## Task to complete
Copy the rows below word for word, from the very first one through the line that contains "367;271;702;384", with both ends included. Leave the pictures out.

Source data:
--- --- ---

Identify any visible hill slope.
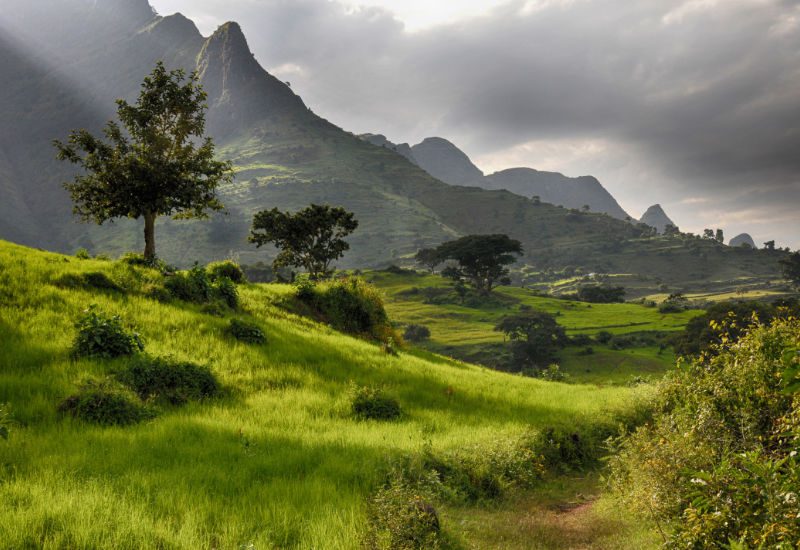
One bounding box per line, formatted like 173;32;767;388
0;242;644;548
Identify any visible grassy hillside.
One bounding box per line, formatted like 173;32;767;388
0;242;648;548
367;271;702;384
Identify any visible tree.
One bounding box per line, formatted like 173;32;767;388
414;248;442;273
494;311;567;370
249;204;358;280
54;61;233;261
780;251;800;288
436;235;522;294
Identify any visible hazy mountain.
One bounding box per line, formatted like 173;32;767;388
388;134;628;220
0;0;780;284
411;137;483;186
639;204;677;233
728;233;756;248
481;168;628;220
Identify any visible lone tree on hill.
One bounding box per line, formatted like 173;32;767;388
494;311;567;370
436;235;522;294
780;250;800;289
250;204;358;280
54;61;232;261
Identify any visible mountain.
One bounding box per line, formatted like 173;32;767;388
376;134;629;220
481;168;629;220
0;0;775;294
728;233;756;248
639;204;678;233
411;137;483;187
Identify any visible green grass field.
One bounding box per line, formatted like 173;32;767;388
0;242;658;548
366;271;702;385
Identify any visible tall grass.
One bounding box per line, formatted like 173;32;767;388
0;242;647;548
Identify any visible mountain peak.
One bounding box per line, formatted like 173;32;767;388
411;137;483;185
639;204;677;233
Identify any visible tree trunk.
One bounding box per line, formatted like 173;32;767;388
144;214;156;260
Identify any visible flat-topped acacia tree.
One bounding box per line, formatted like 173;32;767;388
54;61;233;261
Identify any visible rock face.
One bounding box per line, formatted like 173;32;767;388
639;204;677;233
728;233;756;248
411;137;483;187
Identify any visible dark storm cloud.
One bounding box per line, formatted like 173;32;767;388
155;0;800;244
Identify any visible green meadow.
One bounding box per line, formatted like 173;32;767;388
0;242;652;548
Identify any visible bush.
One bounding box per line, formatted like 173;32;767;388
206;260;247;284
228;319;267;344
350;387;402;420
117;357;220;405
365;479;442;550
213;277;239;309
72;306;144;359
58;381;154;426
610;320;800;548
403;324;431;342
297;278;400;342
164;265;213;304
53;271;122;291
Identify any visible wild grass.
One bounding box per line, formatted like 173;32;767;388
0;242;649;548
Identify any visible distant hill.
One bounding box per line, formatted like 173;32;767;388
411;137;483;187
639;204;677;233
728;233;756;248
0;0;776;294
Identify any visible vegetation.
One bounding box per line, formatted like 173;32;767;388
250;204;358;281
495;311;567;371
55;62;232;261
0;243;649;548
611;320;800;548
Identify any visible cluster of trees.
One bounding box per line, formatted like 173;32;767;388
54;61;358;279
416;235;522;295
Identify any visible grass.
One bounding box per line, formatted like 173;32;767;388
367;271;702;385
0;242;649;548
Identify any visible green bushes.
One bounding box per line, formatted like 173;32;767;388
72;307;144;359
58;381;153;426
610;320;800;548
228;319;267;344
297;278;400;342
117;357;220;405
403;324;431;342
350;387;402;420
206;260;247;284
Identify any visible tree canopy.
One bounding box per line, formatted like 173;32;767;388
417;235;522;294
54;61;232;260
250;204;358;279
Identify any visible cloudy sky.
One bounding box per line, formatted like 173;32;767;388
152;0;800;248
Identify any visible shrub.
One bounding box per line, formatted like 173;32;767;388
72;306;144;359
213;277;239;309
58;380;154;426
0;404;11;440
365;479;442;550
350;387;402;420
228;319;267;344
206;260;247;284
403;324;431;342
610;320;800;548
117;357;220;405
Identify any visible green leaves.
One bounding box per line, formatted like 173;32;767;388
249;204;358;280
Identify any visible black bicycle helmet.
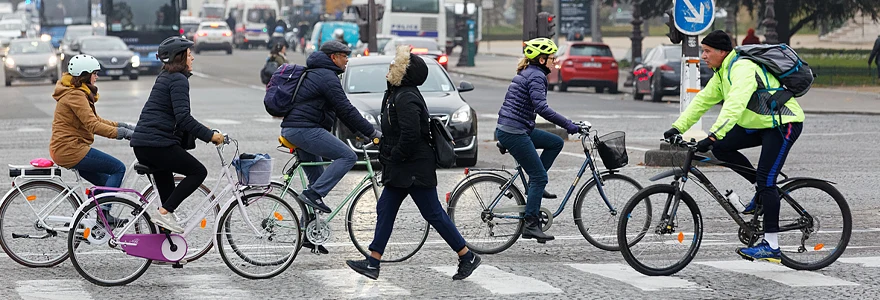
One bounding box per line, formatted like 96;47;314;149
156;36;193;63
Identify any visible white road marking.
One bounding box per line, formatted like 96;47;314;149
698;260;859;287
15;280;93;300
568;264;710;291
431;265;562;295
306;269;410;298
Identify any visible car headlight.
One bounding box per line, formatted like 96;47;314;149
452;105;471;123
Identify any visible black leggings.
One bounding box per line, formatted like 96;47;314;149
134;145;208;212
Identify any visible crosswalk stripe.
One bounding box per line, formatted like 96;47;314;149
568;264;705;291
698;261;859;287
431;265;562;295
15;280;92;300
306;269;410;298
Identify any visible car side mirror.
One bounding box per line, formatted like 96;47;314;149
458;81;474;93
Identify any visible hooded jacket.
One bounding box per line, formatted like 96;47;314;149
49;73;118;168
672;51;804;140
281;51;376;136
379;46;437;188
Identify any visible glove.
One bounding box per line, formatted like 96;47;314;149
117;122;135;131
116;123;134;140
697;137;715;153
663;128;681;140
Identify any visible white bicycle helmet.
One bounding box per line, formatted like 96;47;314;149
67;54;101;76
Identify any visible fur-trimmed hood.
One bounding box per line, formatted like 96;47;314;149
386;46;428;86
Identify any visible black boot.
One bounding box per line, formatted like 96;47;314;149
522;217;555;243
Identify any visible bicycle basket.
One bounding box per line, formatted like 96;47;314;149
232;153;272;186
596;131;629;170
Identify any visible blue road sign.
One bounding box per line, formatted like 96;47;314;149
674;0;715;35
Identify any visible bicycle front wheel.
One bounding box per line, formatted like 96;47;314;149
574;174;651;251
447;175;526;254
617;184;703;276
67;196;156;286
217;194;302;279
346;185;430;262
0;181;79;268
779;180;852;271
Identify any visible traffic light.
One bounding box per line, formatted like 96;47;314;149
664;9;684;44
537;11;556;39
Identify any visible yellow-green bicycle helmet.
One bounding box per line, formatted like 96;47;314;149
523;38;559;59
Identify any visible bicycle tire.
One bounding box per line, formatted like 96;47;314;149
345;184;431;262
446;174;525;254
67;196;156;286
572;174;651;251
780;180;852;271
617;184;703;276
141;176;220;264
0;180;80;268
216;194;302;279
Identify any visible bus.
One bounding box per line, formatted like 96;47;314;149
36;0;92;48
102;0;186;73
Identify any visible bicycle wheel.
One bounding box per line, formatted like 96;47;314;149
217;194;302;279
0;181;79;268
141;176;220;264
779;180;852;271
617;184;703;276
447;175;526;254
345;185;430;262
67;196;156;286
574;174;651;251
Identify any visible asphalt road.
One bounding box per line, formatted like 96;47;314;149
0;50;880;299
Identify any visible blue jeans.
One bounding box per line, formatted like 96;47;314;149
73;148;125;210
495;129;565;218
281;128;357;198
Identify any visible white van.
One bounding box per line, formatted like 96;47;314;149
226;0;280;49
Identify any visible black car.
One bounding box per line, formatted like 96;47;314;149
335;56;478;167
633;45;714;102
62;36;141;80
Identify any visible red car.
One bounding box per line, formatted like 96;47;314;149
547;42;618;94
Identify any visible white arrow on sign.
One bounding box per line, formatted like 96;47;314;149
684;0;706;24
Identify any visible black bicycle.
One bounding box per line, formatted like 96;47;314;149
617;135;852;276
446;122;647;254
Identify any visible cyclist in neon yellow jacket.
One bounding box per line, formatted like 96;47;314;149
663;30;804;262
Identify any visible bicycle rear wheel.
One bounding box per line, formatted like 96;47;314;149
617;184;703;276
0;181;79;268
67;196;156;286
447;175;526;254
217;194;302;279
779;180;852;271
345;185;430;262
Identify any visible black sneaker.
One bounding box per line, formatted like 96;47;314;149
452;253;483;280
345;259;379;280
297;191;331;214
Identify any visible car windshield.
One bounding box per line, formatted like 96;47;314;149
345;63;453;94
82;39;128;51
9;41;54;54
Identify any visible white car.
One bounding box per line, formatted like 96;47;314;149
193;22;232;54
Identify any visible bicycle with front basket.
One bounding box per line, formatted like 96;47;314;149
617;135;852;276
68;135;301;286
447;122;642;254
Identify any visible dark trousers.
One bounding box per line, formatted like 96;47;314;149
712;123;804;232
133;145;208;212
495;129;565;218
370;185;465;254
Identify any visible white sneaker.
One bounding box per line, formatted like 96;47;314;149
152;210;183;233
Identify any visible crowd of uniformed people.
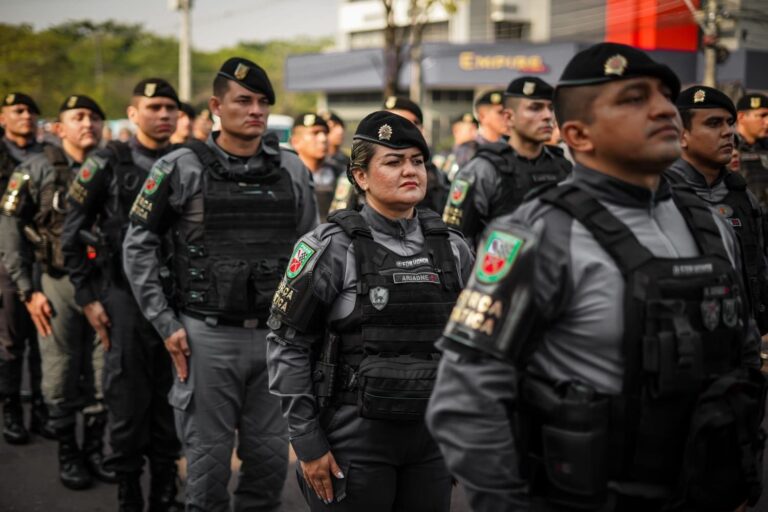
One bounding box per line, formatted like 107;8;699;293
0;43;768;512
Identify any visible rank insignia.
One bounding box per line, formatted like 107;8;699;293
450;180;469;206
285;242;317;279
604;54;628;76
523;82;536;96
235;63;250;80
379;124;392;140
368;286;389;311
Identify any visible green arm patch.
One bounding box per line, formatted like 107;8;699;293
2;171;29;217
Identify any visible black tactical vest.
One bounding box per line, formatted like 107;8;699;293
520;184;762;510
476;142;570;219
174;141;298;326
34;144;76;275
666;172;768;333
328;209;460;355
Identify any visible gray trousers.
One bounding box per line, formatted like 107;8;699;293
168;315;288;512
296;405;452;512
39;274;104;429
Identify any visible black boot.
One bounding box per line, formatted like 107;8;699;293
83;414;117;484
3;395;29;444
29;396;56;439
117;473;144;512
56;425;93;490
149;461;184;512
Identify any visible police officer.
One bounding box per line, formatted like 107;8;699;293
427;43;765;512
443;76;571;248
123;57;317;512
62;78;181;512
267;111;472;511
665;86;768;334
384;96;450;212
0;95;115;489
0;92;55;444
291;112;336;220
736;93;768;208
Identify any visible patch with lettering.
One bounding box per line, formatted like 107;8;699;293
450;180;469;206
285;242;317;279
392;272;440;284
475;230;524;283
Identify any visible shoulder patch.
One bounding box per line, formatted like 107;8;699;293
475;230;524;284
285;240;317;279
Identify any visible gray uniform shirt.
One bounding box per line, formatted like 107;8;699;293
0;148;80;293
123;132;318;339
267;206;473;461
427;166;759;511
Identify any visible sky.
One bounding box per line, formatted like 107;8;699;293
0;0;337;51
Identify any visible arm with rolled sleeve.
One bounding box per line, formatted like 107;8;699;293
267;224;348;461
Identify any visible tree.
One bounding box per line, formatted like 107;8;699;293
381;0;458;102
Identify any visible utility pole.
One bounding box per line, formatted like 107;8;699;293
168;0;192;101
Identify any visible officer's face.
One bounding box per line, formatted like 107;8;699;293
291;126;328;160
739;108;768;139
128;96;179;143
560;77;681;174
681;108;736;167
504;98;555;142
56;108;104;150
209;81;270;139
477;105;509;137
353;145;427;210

--- --- ---

## Solution to this problem
Identify any visible hill slope.
One bounding box per line, formatted like 173;32;767;388
0;242;644;548
Identify any visible grassy hillside.
One bounding box per line, formatted like 173;32;767;388
0;242;648;548
367;271;702;384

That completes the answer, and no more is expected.